• _GIVEN INSTRUCTION_: Reproduce each of the following lines verbatim.

[Dataset entries]
--

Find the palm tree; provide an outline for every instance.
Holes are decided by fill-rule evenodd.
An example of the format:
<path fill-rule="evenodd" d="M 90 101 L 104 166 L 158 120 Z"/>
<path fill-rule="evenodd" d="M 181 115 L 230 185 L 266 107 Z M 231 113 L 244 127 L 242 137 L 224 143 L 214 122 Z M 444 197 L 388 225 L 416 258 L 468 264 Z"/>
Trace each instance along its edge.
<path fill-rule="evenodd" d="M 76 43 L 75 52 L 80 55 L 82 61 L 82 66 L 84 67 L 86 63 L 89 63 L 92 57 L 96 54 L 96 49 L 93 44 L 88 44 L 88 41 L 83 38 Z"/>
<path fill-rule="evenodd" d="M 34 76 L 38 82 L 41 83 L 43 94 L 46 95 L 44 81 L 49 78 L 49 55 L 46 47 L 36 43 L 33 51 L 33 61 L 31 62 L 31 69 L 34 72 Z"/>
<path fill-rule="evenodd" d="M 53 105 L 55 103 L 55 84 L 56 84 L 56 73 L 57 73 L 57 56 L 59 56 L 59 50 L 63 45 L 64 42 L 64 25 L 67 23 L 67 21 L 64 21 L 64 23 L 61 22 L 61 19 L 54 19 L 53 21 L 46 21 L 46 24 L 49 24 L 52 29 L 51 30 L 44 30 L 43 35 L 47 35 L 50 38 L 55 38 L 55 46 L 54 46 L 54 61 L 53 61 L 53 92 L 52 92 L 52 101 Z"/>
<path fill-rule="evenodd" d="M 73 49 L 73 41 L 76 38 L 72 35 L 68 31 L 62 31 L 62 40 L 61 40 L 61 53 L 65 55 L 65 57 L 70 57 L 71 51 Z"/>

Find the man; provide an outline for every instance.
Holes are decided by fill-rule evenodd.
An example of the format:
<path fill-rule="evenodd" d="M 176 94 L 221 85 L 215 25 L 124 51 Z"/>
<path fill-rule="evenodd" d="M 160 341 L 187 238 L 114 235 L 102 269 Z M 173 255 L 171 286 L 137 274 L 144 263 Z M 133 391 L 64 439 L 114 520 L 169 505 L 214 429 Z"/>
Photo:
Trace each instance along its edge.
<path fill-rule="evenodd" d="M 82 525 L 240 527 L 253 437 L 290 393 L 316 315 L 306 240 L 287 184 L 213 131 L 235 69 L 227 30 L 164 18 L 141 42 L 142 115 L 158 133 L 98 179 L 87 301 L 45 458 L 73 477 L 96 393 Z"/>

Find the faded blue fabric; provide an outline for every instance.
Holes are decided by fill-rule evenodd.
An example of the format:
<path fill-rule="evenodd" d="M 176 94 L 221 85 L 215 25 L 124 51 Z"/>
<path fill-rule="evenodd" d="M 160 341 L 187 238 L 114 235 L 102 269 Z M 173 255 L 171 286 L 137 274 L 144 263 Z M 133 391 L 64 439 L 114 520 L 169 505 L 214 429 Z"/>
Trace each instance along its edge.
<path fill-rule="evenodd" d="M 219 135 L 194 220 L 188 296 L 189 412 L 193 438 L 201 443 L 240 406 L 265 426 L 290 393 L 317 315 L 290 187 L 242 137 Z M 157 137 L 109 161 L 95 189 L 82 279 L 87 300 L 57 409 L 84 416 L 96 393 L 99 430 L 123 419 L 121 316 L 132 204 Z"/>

--

• _COMPLETE OUTPUT_:
Find the palm tree; provide an outline for every instance.
Holes are decided by fill-rule evenodd.
An example of the format:
<path fill-rule="evenodd" d="M 90 101 L 104 166 L 158 120 Z"/>
<path fill-rule="evenodd" d="M 181 115 L 230 185 L 266 107 Z M 231 113 L 244 127 L 242 137 L 224 143 L 214 122 Z M 444 197 L 388 225 L 416 258 L 468 264 Z"/>
Trace each instance along its edge.
<path fill-rule="evenodd" d="M 76 43 L 75 52 L 80 55 L 82 61 L 82 66 L 84 67 L 86 63 L 89 63 L 92 57 L 96 54 L 96 49 L 93 44 L 88 44 L 88 41 L 83 38 Z"/>
<path fill-rule="evenodd" d="M 34 76 L 38 82 L 41 83 L 43 94 L 46 95 L 44 81 L 49 78 L 49 55 L 46 47 L 36 43 L 33 51 L 33 61 L 31 62 L 31 69 L 34 72 Z"/>
<path fill-rule="evenodd" d="M 53 105 L 55 103 L 55 84 L 56 84 L 56 73 L 57 73 L 57 56 L 59 56 L 59 50 L 63 45 L 64 42 L 64 25 L 67 23 L 67 21 L 64 21 L 64 23 L 61 22 L 61 19 L 54 19 L 53 21 L 46 21 L 46 24 L 49 24 L 52 29 L 51 30 L 44 30 L 43 35 L 47 35 L 50 38 L 55 38 L 55 46 L 54 46 L 54 61 L 53 61 L 53 92 L 52 92 L 52 101 Z"/>
<path fill-rule="evenodd" d="M 73 49 L 73 41 L 76 38 L 72 35 L 68 31 L 62 31 L 62 40 L 61 40 L 61 53 L 65 55 L 65 57 L 70 57 L 71 51 Z"/>

Find the man; provide an outline for every instance.
Holes are decided by fill-rule evenodd.
An example of the format:
<path fill-rule="evenodd" d="M 176 94 L 221 85 L 215 25 L 124 51 Z"/>
<path fill-rule="evenodd" d="M 160 341 L 187 238 L 114 235 L 102 269 Z M 173 255 L 171 286 L 137 274 L 144 263 Z M 133 391 L 64 439 L 114 520 L 169 505 L 214 429 Z"/>
Photo:
Trace each instance along its edge.
<path fill-rule="evenodd" d="M 82 525 L 240 527 L 253 437 L 290 393 L 316 315 L 306 240 L 287 184 L 213 131 L 235 69 L 227 30 L 164 18 L 141 42 L 142 115 L 158 133 L 98 179 L 87 301 L 45 458 L 73 477 L 96 393 Z"/>

Find the faded blue fabric; provide an outline for every instance.
Holes are decided by fill-rule evenodd.
An example of the format:
<path fill-rule="evenodd" d="M 176 94 L 221 85 L 215 25 L 124 51 Z"/>
<path fill-rule="evenodd" d="M 160 341 L 187 238 L 114 235 L 102 269 Z M 173 255 L 171 286 L 137 274 L 144 263 Z M 133 391 L 64 439 L 114 520 L 169 505 L 214 429 Z"/>
Trace each instance along its edge.
<path fill-rule="evenodd" d="M 219 135 L 194 220 L 188 296 L 189 412 L 193 438 L 201 443 L 240 406 L 265 426 L 290 393 L 317 315 L 290 187 L 242 137 Z M 157 137 L 109 161 L 95 189 L 82 279 L 87 300 L 57 409 L 84 416 L 96 393 L 99 430 L 123 419 L 121 316 L 132 204 Z"/>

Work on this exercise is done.